__Required tasks__:
1. In the account of the Milford City Council discussion, which council member is described as the newest member of City Council?
2. Continue the account of the Milford City Council discussion on rental inspections from its last sentence.

__Excerpted text__:
* * *

Councilman Archie Campbell, who is the newest member of City Council, asked if this had been going on for several years to which Councilman Owen Brooks replied that it had been going on for three years, pointing out that the City has been taking money for rental inspections but they were not being completed. Councilwoman Katrina Wilson said that they were doing inspections only based on complaints or when they were requested, not regularly as City code required.
“I have a lot of problems with this,” Councilman Chris Mergner said. “We are taking the money and we have to set out a standard and work with the landlords to come up with the right systems. We don’t have all the answers. These people rent homes every day, let’s engage them and find the right system to do this. Maybe we don’t need to go into every single unit we have in there. I think we need to step back and work with the homeowners. I don’t think we should force it down their throats.”
Mayor Bryan Shupe expressed concerns that Council seemed to be putting things off for more input and that nothing was getting done when this occurred. “If we say we want to meet with the realtors and get their opinion, then we need to do something,” Mayor Shupe said. “It has been three years and we haven’t done anything. We’ve been collecting their money, we’ve been using that money and they’ve been asking us to use that money for this program. We’ve got renters out there who don’t feel safe, that have houses that don’t feel safe, people who don’t want to invest in housing because they see the outside. We have to address this problem. You saw the survey we had, how many people want code enforcement. We can get more input, but we have to quit pushing stuff off. We need to get stuff done.”
Councilman Campbell pointed out that the new hospital was spending millions and the current hospital site has been sold. He said that the current hospital site would bring 200 new jobs to Milford while the children’s hospital planned on the campus of the new Bayhealth campus could bring in 200 more jobs.
“When we ride around some of these places, I’m going to be honest, it’s horrible” Mr. Campbell said. “We gotta fix them up. Otherwise, they are going to live in Frederica, Magnolia or Lewes. We can hem and haw, but we have to do this, we have to do something. Three years is too long.” Councilman Brooks pointed out that he had lived in Milford his entire life and had never seen things so bad.

* * *

__Entries shown__:
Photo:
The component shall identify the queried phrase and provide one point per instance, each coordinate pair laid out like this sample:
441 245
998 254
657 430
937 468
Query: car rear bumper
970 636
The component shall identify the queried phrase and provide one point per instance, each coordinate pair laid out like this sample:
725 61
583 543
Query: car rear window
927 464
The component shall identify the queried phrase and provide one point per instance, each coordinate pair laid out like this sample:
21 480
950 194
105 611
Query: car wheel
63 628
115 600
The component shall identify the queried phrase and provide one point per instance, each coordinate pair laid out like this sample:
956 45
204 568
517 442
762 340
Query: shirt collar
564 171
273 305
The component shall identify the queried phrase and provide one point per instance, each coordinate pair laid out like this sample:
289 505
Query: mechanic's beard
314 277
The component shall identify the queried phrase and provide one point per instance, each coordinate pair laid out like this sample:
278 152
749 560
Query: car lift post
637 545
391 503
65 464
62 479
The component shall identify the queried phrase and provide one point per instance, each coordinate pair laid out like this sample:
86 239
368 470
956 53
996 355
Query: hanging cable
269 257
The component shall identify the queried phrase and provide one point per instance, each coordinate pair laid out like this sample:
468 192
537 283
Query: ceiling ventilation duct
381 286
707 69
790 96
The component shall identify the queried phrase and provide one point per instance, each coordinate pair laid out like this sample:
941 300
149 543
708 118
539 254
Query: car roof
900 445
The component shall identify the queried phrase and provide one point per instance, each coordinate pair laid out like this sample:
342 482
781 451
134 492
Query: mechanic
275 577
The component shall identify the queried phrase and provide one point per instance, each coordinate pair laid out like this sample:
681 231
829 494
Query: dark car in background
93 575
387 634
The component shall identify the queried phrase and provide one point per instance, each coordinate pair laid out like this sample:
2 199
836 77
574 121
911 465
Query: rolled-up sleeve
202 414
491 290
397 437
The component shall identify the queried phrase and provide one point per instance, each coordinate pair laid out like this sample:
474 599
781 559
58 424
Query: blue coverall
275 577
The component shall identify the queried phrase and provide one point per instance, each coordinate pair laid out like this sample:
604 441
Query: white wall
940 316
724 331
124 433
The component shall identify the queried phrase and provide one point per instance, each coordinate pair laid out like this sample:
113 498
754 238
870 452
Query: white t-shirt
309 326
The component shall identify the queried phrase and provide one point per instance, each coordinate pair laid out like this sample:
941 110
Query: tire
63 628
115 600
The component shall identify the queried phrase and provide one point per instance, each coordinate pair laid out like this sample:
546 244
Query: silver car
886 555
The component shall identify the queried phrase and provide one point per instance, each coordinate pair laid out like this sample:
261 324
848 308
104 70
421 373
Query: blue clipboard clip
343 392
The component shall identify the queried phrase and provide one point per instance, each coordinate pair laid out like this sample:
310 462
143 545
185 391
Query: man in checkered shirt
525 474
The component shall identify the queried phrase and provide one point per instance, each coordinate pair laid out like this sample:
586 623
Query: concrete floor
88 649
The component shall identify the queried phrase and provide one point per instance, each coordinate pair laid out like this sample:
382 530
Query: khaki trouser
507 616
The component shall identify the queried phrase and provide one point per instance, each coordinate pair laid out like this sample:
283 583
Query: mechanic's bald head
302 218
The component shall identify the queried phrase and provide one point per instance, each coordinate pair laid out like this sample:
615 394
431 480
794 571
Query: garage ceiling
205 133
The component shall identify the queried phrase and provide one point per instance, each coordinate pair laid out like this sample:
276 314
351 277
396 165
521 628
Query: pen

* * *

__Task responses__:
1. Councilman Archie Campbell

2.
Mr. Pierce said that he agreed that the problem was not only rental properties, but outsourcing the rental property inspection would allow the City code inspectors to focus on owner-occupied homes. Mayor Shupe said that once they had the contract in place, the City needed to look at hiring an additional code inspector.
“Let’s table this and figure out what we are doing,” Councilman Burk said. “Bryan, I know you are not going to agree with me, but it seems like all we do is ask for more information any more. Maybe it’s because we don’t have confidence in what we are getting. Something like this, when we first started talking about it, I brought in a bunch of articles about towns that got sued over this. I do not want to be responsible for getting sued over this. We’ve waited long enough, we’ve done enough damage., let’s get this right. Let’s get something we can get along with. I don’t like how it was presented. I don’t like how it hit the agenda. It rubs people the wrong way. The people I talk to are not opposed to rental inspections. They just want to know the rules of the game. They don’t feel warm and fuzzy about this. I don’t have a rental. It doesn’t affect me. I am not in a heavily rented neighborhood. I want to have a solid procedure. We are a big enough town and we can figure this out.”
Council voted to table the discussion until January in order to sit down with rental property owners for feedback.